___ DATA EXCERPTS ___

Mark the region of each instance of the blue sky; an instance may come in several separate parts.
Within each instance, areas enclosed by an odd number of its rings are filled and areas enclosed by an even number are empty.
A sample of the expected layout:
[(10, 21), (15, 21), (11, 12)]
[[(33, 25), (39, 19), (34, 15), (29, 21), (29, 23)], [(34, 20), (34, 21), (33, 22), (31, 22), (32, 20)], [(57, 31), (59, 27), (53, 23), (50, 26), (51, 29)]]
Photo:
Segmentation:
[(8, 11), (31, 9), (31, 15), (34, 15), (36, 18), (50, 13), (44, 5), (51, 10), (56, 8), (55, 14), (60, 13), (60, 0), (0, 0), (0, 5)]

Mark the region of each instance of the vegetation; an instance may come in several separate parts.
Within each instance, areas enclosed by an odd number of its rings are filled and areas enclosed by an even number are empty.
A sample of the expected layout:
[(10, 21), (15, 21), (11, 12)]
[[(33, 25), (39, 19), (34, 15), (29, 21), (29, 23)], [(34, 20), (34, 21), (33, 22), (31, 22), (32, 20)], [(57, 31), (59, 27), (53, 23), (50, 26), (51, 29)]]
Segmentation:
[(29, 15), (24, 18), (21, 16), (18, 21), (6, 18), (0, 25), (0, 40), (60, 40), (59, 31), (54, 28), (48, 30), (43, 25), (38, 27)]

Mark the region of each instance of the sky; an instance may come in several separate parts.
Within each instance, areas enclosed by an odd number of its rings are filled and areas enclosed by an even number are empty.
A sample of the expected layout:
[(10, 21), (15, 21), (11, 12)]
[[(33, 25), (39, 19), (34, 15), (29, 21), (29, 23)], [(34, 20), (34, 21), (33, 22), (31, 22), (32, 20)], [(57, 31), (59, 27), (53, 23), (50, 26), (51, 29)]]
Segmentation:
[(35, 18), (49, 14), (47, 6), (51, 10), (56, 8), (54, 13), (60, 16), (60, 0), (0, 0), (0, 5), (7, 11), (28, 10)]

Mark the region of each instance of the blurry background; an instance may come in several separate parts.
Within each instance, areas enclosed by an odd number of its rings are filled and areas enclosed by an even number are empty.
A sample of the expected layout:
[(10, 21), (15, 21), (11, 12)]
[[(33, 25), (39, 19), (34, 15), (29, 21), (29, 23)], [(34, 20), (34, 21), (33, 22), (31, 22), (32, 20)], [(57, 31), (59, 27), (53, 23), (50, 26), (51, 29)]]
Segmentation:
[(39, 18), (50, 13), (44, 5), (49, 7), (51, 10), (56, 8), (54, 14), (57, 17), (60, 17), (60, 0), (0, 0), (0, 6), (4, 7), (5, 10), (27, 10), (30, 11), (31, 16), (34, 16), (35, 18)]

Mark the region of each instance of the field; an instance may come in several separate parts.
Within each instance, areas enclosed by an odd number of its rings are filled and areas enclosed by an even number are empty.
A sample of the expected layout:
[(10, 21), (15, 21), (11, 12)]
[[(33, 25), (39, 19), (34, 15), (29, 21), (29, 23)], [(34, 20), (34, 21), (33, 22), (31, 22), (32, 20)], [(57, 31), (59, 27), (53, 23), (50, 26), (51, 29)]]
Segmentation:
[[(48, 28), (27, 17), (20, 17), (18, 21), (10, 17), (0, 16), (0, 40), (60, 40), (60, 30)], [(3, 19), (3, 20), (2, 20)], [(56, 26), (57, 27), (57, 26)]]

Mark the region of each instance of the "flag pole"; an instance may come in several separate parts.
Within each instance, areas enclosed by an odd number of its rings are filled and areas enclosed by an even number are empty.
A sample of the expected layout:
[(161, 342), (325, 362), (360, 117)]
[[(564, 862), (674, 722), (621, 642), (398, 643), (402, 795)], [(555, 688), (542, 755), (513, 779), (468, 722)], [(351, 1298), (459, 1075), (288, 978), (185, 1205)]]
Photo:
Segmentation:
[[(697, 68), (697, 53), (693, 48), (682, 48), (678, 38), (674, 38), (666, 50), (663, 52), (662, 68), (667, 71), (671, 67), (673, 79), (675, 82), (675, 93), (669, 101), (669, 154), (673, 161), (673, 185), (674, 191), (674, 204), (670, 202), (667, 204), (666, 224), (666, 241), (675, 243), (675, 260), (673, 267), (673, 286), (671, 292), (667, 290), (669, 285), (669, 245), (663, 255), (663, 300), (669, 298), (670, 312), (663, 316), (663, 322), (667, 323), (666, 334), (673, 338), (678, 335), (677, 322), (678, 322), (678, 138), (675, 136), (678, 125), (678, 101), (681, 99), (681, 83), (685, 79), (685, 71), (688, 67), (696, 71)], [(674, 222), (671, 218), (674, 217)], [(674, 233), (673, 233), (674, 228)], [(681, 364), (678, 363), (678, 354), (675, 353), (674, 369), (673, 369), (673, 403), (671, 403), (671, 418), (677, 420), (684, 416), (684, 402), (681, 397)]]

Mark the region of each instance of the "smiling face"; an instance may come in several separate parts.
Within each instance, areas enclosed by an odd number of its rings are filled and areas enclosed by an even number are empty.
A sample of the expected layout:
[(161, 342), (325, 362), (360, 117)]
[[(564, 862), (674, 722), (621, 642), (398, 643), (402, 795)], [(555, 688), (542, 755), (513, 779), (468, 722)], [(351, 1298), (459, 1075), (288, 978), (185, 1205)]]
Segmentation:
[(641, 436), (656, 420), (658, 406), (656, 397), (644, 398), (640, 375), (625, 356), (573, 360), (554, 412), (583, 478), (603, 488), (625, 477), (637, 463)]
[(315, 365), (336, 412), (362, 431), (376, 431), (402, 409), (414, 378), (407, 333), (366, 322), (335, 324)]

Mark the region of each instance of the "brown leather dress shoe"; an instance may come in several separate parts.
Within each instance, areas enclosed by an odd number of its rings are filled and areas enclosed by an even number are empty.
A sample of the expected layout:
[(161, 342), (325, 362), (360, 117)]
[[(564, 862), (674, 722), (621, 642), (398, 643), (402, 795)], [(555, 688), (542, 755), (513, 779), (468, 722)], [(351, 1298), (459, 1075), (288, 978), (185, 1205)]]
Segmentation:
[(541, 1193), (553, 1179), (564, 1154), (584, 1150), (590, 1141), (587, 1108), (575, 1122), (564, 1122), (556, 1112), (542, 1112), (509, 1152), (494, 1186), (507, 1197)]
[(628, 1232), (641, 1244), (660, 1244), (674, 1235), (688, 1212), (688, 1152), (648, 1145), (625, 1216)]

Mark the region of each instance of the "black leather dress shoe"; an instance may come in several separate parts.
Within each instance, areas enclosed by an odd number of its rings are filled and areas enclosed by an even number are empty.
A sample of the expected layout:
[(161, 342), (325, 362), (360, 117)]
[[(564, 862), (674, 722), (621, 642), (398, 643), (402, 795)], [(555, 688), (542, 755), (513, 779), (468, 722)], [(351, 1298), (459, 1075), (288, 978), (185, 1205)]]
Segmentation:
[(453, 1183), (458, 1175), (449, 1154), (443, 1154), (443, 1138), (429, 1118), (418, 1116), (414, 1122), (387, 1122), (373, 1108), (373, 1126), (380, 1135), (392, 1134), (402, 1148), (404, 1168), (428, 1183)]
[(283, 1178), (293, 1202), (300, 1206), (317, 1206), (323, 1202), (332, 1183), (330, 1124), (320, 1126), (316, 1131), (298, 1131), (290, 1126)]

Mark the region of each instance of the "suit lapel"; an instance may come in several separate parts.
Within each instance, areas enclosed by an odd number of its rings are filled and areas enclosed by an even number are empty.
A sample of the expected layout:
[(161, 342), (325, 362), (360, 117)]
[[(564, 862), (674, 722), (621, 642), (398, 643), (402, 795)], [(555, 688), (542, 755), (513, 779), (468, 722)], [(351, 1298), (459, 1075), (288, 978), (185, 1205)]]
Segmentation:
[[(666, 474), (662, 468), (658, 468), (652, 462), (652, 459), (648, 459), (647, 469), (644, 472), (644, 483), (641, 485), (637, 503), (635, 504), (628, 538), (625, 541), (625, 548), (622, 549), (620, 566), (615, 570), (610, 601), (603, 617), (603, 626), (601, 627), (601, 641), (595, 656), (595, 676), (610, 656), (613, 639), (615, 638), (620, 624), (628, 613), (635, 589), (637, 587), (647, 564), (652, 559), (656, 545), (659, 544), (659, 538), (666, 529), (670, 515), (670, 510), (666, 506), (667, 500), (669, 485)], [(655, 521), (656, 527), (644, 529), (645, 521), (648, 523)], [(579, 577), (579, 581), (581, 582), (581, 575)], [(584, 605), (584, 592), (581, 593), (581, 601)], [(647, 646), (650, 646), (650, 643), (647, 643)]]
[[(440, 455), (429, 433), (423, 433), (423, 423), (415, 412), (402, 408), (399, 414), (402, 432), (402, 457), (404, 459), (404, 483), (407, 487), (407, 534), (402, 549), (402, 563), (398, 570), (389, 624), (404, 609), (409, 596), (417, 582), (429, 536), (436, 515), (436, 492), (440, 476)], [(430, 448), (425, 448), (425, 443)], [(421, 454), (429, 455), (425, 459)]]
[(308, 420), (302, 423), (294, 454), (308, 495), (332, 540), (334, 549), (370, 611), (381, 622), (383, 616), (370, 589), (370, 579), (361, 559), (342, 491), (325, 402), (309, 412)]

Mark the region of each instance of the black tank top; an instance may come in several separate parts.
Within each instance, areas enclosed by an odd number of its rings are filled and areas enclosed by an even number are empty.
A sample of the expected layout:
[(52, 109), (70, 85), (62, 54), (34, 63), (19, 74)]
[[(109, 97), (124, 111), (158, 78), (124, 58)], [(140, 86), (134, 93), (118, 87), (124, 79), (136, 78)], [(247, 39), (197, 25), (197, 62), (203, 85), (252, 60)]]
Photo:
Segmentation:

___

TASK BRIEF - Rewrite everything from the start of the items down to the line containing "11), (28, 10)]", changing "vegetation" to "greenery" and leaving the rest unchanged.

FULL SOLUTION -
Mark the region of each instance of the blue sky; an instance may come in several separate parts.
Within each instance, areas enclosed by an odd number of its rings are filled and areas enclosed by an even number are empty.
A sample of the expected layout:
[(10, 21), (15, 21), (11, 12)]
[[(33, 25), (39, 19), (34, 15), (29, 21), (29, 23)], [(34, 20), (34, 21), (33, 22), (31, 22), (32, 20)], [(57, 31), (59, 27), (53, 23), (50, 26), (51, 29)]]
Photo:
Segmentation:
[(8, 11), (31, 9), (31, 15), (34, 15), (36, 18), (50, 13), (44, 5), (51, 10), (56, 8), (55, 14), (60, 13), (60, 0), (0, 0), (0, 5)]

Mark the region of each instance of the greenery; an instance may come in several separate parts.
Within each instance, areas enclosed by an odd number of its rings are filled and areas enclosed by an even number are empty.
A sample of the expected layout:
[(10, 21), (15, 21), (11, 12)]
[[(33, 25), (39, 19), (34, 15), (29, 21), (29, 23)], [(34, 20), (34, 21), (33, 22), (31, 22), (32, 20)], [(57, 31), (59, 27), (53, 23), (50, 26), (51, 29)]]
Segmentation:
[(29, 15), (24, 18), (21, 16), (18, 21), (6, 18), (0, 25), (0, 40), (60, 40), (59, 31), (54, 28), (48, 30), (43, 25), (38, 27)]

Mark the region of each instance of the sky; an instance may come in several separate parts.
Within each instance, areas enclosed by an odd number of its rings are filled and areas enclosed by an even number are empty.
A sample of the expected layout:
[(10, 21), (15, 21), (11, 12)]
[[(33, 25), (39, 19), (34, 15), (29, 21), (29, 23)], [(34, 20), (34, 21), (33, 22), (31, 22), (32, 20)], [(57, 31), (59, 27), (53, 23), (50, 26), (51, 29)]]
Segmentation:
[(35, 18), (49, 14), (47, 6), (51, 10), (56, 8), (54, 13), (60, 16), (60, 0), (0, 0), (0, 5), (7, 11), (28, 10)]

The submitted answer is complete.